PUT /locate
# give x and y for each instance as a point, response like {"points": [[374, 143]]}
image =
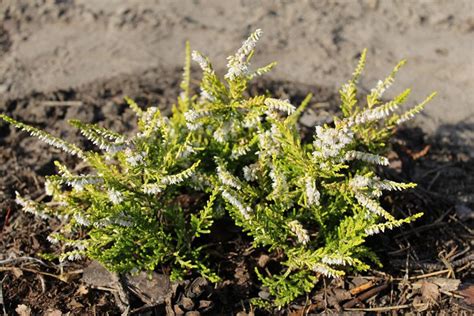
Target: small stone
{"points": [[151, 289], [177, 310], [205, 305], [96, 275], [187, 303], [464, 212]]}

_Directions_
Would you mind transcribing the material exactly, without the pictures?

_Response to this exercise_
PUT /locate
# give x and y for each instance as a point, response like {"points": [[374, 143]]}
image =
Target: small stone
{"points": [[151, 289], [177, 310], [205, 305], [96, 275], [187, 303], [464, 212]]}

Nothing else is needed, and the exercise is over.